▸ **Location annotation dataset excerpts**
###
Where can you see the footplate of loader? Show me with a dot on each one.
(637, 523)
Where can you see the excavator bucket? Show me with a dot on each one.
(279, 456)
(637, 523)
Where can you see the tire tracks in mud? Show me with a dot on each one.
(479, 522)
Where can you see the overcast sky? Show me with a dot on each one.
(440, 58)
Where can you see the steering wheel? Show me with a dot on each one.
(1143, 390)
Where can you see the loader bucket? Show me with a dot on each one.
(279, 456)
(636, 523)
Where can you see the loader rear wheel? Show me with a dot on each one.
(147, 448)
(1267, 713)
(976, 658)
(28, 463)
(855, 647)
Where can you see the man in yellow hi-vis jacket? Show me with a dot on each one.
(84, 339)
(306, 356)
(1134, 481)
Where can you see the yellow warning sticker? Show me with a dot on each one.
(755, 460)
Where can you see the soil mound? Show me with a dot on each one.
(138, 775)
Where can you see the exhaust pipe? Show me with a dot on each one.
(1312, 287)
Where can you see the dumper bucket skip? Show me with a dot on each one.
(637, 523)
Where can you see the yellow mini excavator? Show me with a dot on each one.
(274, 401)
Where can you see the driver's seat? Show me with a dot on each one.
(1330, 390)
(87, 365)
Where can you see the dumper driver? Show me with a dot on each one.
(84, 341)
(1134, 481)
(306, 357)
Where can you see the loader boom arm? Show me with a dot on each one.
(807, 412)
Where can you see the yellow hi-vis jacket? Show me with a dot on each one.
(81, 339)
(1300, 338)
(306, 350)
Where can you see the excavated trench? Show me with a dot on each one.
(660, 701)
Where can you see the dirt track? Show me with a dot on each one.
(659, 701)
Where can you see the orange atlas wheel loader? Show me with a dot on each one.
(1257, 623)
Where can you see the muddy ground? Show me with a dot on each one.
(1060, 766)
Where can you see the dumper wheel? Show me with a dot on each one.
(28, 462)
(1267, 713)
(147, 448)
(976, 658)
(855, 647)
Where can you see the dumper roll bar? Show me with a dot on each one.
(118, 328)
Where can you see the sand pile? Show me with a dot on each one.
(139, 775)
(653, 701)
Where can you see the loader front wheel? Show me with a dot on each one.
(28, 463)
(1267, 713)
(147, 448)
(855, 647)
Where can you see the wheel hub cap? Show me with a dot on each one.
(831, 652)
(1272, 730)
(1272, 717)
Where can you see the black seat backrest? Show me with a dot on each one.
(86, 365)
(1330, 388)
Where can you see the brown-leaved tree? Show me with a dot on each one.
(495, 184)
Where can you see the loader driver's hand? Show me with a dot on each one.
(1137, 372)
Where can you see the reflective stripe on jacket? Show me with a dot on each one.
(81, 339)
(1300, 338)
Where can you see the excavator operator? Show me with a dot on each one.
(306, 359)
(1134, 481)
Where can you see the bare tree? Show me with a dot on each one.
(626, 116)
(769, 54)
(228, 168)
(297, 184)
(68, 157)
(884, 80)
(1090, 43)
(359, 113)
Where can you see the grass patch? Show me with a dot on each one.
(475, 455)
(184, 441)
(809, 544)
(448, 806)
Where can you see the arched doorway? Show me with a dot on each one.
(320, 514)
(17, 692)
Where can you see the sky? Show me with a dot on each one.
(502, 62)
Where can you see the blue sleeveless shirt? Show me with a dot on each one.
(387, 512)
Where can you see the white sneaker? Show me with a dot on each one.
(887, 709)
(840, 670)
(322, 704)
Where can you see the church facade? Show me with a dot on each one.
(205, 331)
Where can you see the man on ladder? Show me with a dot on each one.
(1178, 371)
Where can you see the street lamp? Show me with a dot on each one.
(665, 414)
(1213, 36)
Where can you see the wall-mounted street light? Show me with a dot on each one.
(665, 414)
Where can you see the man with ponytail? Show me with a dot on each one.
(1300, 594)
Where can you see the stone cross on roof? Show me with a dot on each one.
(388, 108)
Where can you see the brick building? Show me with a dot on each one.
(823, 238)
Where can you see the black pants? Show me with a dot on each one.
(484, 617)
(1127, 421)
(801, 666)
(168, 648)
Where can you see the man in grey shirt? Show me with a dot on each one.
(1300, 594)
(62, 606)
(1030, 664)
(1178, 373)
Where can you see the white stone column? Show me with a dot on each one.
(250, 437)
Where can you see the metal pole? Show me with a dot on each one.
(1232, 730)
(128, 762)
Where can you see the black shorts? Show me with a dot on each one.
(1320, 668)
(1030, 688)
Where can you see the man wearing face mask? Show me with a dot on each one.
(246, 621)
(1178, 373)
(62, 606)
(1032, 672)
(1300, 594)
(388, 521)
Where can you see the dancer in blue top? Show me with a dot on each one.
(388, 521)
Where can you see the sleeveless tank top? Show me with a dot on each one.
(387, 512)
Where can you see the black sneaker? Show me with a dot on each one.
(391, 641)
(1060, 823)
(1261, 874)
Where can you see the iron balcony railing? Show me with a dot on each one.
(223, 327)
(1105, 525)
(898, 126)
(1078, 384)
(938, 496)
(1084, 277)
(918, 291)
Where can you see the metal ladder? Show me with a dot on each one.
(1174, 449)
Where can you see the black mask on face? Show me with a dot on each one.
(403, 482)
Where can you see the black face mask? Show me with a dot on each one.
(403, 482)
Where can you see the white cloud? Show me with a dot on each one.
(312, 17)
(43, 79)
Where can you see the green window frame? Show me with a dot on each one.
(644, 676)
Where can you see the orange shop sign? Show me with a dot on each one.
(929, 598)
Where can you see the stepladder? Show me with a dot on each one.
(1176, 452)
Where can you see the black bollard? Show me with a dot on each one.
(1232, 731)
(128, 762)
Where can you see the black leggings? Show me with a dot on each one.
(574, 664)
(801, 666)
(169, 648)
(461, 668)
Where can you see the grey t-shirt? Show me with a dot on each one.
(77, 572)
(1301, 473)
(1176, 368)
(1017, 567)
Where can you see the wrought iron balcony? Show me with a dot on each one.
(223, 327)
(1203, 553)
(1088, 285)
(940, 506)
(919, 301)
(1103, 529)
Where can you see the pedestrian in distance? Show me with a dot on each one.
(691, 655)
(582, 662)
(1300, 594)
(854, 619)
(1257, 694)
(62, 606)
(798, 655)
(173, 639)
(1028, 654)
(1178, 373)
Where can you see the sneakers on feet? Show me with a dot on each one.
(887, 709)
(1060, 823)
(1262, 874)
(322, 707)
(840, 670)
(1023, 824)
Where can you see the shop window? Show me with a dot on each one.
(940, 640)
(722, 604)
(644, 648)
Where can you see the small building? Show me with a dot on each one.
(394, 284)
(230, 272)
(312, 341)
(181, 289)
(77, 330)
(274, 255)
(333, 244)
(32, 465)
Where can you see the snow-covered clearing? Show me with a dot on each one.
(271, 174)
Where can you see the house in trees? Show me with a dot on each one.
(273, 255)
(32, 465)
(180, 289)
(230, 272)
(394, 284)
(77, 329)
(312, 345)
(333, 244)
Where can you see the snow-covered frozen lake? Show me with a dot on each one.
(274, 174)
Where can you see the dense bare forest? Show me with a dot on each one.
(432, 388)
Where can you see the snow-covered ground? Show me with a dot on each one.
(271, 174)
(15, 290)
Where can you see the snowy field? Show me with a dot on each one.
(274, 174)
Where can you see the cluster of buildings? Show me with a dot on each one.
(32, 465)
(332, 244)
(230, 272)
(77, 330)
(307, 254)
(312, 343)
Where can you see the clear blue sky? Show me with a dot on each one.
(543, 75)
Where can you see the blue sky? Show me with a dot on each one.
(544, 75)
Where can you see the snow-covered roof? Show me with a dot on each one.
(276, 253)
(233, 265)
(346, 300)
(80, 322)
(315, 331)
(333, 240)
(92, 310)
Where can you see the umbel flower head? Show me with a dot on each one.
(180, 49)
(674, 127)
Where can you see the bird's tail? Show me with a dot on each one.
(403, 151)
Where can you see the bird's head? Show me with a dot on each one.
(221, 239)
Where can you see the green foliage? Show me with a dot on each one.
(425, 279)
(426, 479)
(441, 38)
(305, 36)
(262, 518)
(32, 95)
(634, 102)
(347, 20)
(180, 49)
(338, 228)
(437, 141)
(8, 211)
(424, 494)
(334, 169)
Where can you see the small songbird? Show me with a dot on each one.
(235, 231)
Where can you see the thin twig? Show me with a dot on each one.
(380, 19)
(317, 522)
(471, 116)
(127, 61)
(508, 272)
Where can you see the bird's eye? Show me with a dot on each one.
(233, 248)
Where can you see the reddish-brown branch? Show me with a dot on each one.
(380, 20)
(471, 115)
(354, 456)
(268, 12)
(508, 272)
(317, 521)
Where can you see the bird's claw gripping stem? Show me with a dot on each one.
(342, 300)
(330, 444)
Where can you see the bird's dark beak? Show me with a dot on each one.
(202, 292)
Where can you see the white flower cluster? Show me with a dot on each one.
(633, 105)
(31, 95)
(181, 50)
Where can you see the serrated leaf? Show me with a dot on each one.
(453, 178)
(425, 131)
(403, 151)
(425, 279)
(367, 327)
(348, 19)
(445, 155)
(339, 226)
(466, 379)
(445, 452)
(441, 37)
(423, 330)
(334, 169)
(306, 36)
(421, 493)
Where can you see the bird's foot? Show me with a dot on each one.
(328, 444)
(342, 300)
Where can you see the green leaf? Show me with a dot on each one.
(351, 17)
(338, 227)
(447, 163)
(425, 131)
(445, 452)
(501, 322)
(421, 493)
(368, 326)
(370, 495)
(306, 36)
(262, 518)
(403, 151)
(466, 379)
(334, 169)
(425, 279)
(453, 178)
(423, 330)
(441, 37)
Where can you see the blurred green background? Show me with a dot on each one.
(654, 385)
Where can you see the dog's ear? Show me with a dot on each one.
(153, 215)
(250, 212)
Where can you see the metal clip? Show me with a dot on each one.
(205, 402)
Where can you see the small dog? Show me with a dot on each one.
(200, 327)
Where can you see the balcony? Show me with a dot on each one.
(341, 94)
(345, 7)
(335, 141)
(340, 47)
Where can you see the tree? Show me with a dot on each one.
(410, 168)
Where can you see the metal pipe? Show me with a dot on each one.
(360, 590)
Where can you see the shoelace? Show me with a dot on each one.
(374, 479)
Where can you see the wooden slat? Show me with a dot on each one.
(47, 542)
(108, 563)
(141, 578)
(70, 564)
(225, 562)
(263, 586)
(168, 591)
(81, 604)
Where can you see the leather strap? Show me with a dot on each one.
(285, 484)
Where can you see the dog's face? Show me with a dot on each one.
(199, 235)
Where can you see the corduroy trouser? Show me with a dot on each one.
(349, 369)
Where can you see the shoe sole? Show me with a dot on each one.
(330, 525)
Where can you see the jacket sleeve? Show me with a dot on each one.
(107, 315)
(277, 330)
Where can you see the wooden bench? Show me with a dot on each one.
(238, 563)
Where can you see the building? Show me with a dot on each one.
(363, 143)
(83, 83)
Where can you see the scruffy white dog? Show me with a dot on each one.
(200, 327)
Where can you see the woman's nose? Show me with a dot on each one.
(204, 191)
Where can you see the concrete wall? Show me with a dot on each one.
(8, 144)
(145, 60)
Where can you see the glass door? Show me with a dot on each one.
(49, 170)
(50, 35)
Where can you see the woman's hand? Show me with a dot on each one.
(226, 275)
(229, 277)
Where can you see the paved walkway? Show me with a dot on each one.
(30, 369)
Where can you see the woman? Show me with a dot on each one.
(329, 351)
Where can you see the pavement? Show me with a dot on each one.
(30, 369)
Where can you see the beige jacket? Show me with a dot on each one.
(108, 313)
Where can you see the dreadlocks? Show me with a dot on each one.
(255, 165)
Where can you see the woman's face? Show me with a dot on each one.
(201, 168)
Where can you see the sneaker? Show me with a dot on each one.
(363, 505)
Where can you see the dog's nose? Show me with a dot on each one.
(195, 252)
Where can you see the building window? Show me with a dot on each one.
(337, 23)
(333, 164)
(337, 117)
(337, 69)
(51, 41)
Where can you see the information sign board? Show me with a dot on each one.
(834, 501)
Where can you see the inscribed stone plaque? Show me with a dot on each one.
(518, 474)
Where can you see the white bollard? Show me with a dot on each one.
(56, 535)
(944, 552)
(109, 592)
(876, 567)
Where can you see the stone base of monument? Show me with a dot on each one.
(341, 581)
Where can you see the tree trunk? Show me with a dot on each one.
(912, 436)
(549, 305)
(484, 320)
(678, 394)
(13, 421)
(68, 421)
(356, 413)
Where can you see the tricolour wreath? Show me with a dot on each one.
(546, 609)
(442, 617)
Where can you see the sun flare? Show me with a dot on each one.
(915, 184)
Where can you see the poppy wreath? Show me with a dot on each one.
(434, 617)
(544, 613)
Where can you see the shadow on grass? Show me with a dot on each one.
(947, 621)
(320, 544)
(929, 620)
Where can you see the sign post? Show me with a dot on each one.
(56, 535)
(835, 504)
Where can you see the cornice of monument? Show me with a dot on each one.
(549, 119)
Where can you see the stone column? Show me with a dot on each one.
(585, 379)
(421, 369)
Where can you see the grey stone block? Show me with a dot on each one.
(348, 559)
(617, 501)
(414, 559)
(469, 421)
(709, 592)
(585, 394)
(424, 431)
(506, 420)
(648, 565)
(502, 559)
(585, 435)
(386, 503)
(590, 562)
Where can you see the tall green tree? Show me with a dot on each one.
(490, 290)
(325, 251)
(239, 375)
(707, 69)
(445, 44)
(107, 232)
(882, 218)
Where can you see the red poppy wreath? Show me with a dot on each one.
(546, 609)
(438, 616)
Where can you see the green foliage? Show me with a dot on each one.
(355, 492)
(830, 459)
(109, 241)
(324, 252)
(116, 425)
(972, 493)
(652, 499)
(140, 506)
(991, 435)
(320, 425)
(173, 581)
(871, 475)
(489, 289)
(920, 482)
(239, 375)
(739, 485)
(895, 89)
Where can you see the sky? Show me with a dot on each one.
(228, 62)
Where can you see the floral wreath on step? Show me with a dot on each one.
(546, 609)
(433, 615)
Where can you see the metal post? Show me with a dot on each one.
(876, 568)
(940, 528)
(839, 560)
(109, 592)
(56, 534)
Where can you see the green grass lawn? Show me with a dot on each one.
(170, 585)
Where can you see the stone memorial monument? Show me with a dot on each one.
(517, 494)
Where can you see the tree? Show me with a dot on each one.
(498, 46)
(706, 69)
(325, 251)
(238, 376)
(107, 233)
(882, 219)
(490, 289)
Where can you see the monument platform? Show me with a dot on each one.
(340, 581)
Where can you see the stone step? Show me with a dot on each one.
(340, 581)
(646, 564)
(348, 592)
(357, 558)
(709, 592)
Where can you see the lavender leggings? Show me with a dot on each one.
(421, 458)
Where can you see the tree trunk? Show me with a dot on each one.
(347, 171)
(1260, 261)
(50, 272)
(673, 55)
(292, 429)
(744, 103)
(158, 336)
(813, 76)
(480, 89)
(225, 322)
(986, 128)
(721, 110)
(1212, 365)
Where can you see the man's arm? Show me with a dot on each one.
###
▸ **Task**
Could you rewrite the rows as a Markdown table with the columns "Number" and "Line", beginning at the line that has "Where can you see the black bollard?" and stopping after the line that has "(1103, 529)"? Skip any blank lines.

▸ **Response to the exercise**
| Number | Line |
|---|---|
| 1 | Where can you see the black bollard? Show me with a dot on each one. |
| 2 | (1232, 731) |
| 3 | (128, 762) |
| 4 | Where can you see the black leggings? Show me with a dot on each one. |
| 5 | (574, 664) |
| 6 | (801, 666) |
| 7 | (169, 648) |
| 8 | (461, 668) |
| 9 | Where can you see the grey t-shirt? Show me with a dot on each one. |
| 10 | (77, 572) |
| 11 | (1301, 473) |
| 12 | (1176, 368) |
| 13 | (1017, 567) |
| 14 | Where can you see the wrought iron balcony? Show me with a dot on each one. |
| 15 | (223, 327) |
| 16 | (1203, 553) |
| 17 | (1088, 285) |
| 18 | (940, 506) |
| 19 | (919, 301) |
| 20 | (1103, 529) |